* _TASK REQUIREMENTS_
Nothing in the entries should be altered. Write them out in full.

[[ EXTRACTED DATA, beginning ]]

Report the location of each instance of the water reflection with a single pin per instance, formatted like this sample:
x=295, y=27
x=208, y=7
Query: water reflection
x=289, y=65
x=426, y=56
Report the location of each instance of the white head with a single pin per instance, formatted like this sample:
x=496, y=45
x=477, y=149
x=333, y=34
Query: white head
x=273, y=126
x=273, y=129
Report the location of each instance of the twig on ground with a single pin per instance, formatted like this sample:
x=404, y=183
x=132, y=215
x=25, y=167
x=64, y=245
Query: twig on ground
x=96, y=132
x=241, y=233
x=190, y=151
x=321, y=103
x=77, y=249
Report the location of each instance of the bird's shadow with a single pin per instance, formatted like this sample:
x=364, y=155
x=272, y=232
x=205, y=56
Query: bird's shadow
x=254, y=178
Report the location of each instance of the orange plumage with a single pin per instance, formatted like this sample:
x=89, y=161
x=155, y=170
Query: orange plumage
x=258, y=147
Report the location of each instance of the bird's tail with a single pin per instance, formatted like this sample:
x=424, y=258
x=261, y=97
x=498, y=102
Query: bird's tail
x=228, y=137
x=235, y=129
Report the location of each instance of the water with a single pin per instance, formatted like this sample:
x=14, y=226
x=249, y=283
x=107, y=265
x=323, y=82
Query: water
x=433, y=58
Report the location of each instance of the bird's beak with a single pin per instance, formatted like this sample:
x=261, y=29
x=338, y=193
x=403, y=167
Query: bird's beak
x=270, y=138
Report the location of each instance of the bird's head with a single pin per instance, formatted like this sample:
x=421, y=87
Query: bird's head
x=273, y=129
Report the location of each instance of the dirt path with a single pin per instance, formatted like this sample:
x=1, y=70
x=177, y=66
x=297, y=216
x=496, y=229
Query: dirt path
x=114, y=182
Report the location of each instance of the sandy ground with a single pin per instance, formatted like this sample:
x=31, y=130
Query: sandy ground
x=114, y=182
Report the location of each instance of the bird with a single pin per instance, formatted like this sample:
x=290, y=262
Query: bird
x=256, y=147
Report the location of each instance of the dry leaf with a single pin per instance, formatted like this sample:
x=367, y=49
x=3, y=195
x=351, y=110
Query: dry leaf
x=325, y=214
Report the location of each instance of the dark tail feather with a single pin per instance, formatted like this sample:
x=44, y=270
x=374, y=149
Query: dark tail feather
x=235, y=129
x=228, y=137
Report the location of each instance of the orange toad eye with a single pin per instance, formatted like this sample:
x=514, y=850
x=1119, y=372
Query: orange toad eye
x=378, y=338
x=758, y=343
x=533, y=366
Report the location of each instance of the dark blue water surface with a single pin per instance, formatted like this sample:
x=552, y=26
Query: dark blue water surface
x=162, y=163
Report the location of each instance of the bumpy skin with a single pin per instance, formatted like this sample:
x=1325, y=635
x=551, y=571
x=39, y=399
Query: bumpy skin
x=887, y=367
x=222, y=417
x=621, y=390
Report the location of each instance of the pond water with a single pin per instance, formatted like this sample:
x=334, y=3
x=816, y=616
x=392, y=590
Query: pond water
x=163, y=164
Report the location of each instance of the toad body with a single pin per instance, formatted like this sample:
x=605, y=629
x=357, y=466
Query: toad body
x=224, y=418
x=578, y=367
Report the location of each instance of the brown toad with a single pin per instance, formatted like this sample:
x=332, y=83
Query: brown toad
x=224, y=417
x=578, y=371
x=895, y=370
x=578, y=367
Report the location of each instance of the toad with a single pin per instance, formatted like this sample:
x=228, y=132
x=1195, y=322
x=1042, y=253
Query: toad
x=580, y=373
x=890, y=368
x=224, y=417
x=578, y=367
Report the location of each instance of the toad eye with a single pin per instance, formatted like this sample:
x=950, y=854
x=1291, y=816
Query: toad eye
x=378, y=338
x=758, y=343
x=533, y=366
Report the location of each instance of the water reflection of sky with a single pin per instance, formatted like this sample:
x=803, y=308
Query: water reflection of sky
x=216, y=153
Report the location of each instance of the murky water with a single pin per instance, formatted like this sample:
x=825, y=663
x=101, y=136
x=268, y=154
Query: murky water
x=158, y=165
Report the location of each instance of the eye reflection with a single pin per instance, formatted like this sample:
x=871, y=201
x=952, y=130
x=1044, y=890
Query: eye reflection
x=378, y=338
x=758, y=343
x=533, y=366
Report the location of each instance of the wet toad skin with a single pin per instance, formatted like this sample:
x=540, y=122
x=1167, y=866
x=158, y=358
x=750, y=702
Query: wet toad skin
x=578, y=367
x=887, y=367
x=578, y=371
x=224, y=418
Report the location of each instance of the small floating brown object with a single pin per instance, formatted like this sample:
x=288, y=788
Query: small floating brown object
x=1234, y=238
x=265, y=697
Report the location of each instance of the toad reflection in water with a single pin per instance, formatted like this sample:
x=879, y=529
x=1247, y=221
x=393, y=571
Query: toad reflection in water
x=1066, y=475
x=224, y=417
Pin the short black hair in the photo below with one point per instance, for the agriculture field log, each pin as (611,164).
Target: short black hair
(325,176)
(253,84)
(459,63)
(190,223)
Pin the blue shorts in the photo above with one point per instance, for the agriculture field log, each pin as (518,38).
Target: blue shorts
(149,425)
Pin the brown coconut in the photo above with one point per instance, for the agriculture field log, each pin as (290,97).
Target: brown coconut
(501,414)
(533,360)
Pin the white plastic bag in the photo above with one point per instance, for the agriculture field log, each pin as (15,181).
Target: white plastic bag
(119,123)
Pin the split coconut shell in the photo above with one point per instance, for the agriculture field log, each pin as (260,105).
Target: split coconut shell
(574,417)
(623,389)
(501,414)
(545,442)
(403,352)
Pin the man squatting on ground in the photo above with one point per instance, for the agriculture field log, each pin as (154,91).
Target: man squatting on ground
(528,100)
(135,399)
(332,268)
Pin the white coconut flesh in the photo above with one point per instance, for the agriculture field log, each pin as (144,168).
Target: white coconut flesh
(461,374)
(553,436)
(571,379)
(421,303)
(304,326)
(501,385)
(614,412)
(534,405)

[[ EXTRACTED DATA, end ]]

* _WRITTEN RESPONSE_
Report the location of each instance of the water reflection with a single pin per instance, formatted like this sample:
x=295, y=27
x=208, y=7
Query: water reflection
x=289, y=65
x=426, y=56
Report the location of each instance of the white head with a single pin per instance, formatted like this sample:
x=496, y=45
x=477, y=149
x=333, y=34
Query: white head
x=273, y=126
x=273, y=129
Report the location of each instance of the twig on ground with a single pin per instance, formatted like this sample:
x=404, y=183
x=132, y=215
x=25, y=167
x=64, y=245
Query: twig on ground
x=96, y=132
x=241, y=233
x=190, y=151
x=321, y=103
x=77, y=249
Report the location of each instance of the bird's shadow with a single pin per instance, formatted like this sample:
x=364, y=155
x=272, y=232
x=205, y=56
Query: bird's shadow
x=254, y=178
Report the location of each instance of the orange plumage with a single pin per instance, formatted like this sample:
x=89, y=161
x=155, y=170
Query: orange plumage
x=258, y=147
Report the location of each instance of the bird's tail with a single pin per instance, formatted like this sample:
x=424, y=258
x=261, y=97
x=498, y=102
Query: bird's tail
x=228, y=137
x=235, y=129
Report the location of each instance of the water with a single pin per instance, formatted like this sample:
x=14, y=226
x=249, y=283
x=107, y=265
x=323, y=82
Query: water
x=433, y=58
Report the location of each instance of the bird's beak with a single pin per instance, formatted like this sample:
x=261, y=29
x=338, y=193
x=403, y=167
Query: bird's beak
x=270, y=138
Report the location of each instance of the bird's head with a single pin per instance, formatted like this sample:
x=421, y=87
Query: bird's head
x=273, y=129
Report the location of each instance of the dirt path with a single pin per instance, formatted like this sample:
x=1, y=70
x=177, y=66
x=297, y=216
x=496, y=229
Query: dirt path
x=114, y=182
Report the location of each instance of the sandy ground with a single pin per instance, formatted like this sample:
x=31, y=130
Query: sandy ground
x=114, y=182
Report the location of each instance of the bird with a single pin per instance, formatted like this sample:
x=290, y=262
Query: bird
x=256, y=147
Report the location of each instance of the dry leaf with a single pin per instance, formatted like this sample:
x=367, y=49
x=3, y=195
x=351, y=110
Query: dry leaf
x=325, y=214
Report the location of each instance of the dark tail feather with a single pin per instance, formatted like this sample:
x=44, y=270
x=374, y=149
Query: dark tail feather
x=235, y=129
x=228, y=137
Report the location of each instance of the orange toad eye with a single pin per instance, formatted like this sample:
x=514, y=850
x=1119, y=372
Query: orange toad eye
x=378, y=338
x=758, y=343
x=533, y=366
Report the location of each instance of the dark blue water surface with a single pin per instance, formatted like this sample:
x=552, y=26
Query: dark blue water surface
x=162, y=163
Report the location of each instance of the bumpy skin with a single pin per instance, formatted like this sample:
x=1325, y=635
x=551, y=571
x=39, y=399
Query: bumpy skin
x=887, y=367
x=222, y=417
x=621, y=390
Report the location of each instance of the pond water with a single pin per instance, formatted like this sample:
x=334, y=3
x=816, y=616
x=392, y=590
Query: pond water
x=163, y=164
Report the location of each instance of the toad body with a single pin per instance, formatted like this sample:
x=605, y=629
x=357, y=466
Query: toad body
x=224, y=418
x=578, y=367
Report the location of each instance of the brown toad with a single pin per instance, formatted like this sample:
x=332, y=83
Query: brown toad
x=224, y=417
x=578, y=371
x=895, y=370
x=578, y=367
Report the location of each instance of the toad with a single pin per instance, formatted like this sample:
x=228, y=132
x=1195, y=322
x=1042, y=253
Query: toad
x=580, y=373
x=890, y=368
x=224, y=417
x=578, y=367
Report the location of each instance of the toad eye with a single pin per instance, formatted like this sample:
x=950, y=854
x=1291, y=816
Query: toad eye
x=378, y=338
x=758, y=343
x=533, y=366
Report the location of each instance of the water reflection of sky with a single pin per instance, formatted like this sample:
x=803, y=308
Query: water reflection of sky
x=216, y=153
Report the location of each instance of the murky water with a single pin per instance, formatted like this sample:
x=825, y=663
x=101, y=136
x=268, y=154
Query: murky water
x=158, y=165
Report the location of each instance of the eye reflection with a single pin per instance, formatted like this sample:
x=871, y=201
x=952, y=130
x=1044, y=890
Query: eye reflection
x=378, y=338
x=758, y=343
x=533, y=366
Report the location of each instance of the wet toad skin with a single pin per instance, formatted like this sample:
x=540, y=122
x=1167, y=866
x=158, y=358
x=750, y=702
Query: wet toad skin
x=578, y=367
x=887, y=367
x=578, y=371
x=224, y=418
Report the location of each instance of the small floating brown object with a single pin per instance, formatted like this sample:
x=288, y=788
Query: small floating brown object
x=1234, y=238
x=265, y=697
Report the location of each instance of the toad reflection in water with a single pin per instance, formatted like this sample:
x=879, y=529
x=1247, y=221
x=393, y=571
Query: toad reflection in water
x=1066, y=475
x=224, y=417
Pin the short black hair in the photo below with one point per instance, for the agriculture field log, each pin as (611,164).
Target: short black hair
(325,176)
(253,84)
(459,63)
(190,223)
Pin the blue shorts in the photo above with one point per instance, for the agriculture field log, each pin as (518,38).
Target: blue shorts
(149,425)
Pin the brown coconut in the photo above with one point per instance, for the agriculture field log, each pin as (290,97).
Target: brown coconut
(501,414)
(533,360)
Pin the white plastic bag in the photo above with one point per instance, for the agriculture field log, each pin as (15,181).
Target: white plastic bag
(119,123)
Pin the split coconut shell in the photo above with one point per instance, for the agriculture field log, each pin as (260,105).
Target: split coconut shell
(574,417)
(623,389)
(501,414)
(545,442)
(403,352)
Pin the man squatting on ground in the photo above with one point per instance, for the agriculture field log, each pin as (154,91).
Target: man squatting on ground
(528,100)
(135,399)
(332,268)
Pin the white coconut flesh in the photo above with one point per instance, for the agriculture field log, each pin as (144,168).
Target: white coconut flesh
(461,374)
(553,436)
(571,379)
(421,303)
(304,326)
(501,385)
(614,412)
(534,405)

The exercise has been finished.